*Gegeven opdracht 1*.
Herschrijf het gedeelte van de tekst over het pensioen tussen "Een hele rist" en "over ons pensioen.", beide inbegrepen, waarbij u "enquête" vervangt door "peiling".

Een hele rist beslissingen die we op jonge leeftijd nemen, beïnvloedt de hoogte van ons wettelijk pensioen. Uit een enquête van Fediplus blijkt dat we veel te laat beginnen na te denken over ons pensioen.
De wettelijke pensioenleeftijd stijgt tegen 2030 van 65 naar 67 jaar. Vervroegd pensioen kan vanaf 2018 pas vanaf 63, na een loopbaan van 41 jaar. En de regering is ook zinnens de minimumleeftijd voor het opnemen van het aanvullende pensioen te verhogen van 60 naar 63 jaar. Het zijn allemaal maatregelen om ons langer aan het werk te houden.
“Het is nodig dat we langer werken, omdat het systeem kaduuk is”, zegt Theo Baeke, de voorzitter van Fediplus, de Federatie van Bruggepensioneerden en Gepensioneerden. “De sociale bijdragen financieren nog iets meer dan de helft van de sociale zekerheid. De rest komt uit accijnzen, btw en andere inkomsten. De factuur bedroeg in 2013 ongeveer 40 miljard euro en loopt tegen 2019 op tot 48 miljard euro. Onze pensioenen worden stilaan onbetaalbaar.”

*Gegeven opdracht 2*.
Verzamel uit de onderstaande lijst elke regel die het woord "blue" bevat en neem deze ongewijzigd over.

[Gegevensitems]
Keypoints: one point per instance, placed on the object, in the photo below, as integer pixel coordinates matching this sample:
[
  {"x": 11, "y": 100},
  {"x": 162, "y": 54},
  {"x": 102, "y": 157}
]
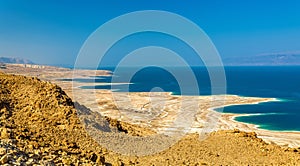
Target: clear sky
[{"x": 53, "y": 31}]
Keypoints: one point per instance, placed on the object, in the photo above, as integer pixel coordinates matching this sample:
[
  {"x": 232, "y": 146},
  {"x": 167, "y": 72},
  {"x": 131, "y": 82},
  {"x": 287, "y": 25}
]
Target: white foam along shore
[{"x": 282, "y": 138}]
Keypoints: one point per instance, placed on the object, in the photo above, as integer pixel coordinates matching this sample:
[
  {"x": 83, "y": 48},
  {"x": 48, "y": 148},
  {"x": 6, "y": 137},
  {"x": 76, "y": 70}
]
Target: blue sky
[{"x": 53, "y": 31}]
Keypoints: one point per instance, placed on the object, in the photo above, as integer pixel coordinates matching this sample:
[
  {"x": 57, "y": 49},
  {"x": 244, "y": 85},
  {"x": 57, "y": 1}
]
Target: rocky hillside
[{"x": 39, "y": 125}]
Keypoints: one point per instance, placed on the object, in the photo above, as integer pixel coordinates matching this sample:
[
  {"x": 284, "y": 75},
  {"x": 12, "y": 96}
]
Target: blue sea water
[{"x": 281, "y": 82}]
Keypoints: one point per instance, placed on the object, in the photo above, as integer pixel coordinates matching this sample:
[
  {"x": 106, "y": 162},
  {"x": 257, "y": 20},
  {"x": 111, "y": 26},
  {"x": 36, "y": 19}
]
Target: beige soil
[{"x": 39, "y": 124}]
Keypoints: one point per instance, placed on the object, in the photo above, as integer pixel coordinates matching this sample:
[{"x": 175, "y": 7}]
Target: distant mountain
[
  {"x": 271, "y": 59},
  {"x": 15, "y": 60}
]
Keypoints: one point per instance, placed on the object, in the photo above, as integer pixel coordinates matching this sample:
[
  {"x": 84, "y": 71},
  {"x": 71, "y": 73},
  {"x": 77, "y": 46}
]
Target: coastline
[{"x": 225, "y": 122}]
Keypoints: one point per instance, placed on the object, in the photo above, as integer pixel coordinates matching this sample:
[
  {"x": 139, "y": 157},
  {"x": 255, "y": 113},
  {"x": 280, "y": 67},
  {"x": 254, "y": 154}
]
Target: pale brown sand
[{"x": 158, "y": 110}]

*Verwacht antwoord 1*.
Een hele rist beslissingen die we op jonge leeftijd nemen, beïnvloedt de hoogte van ons wettelijk pensioen. Uit een peiling van Fediplus blijkt dat we veel te laat beginnen na te denken over ons pensioen.

*Verwacht antwoord 2*.
Target: blue sky
Target: blue sea water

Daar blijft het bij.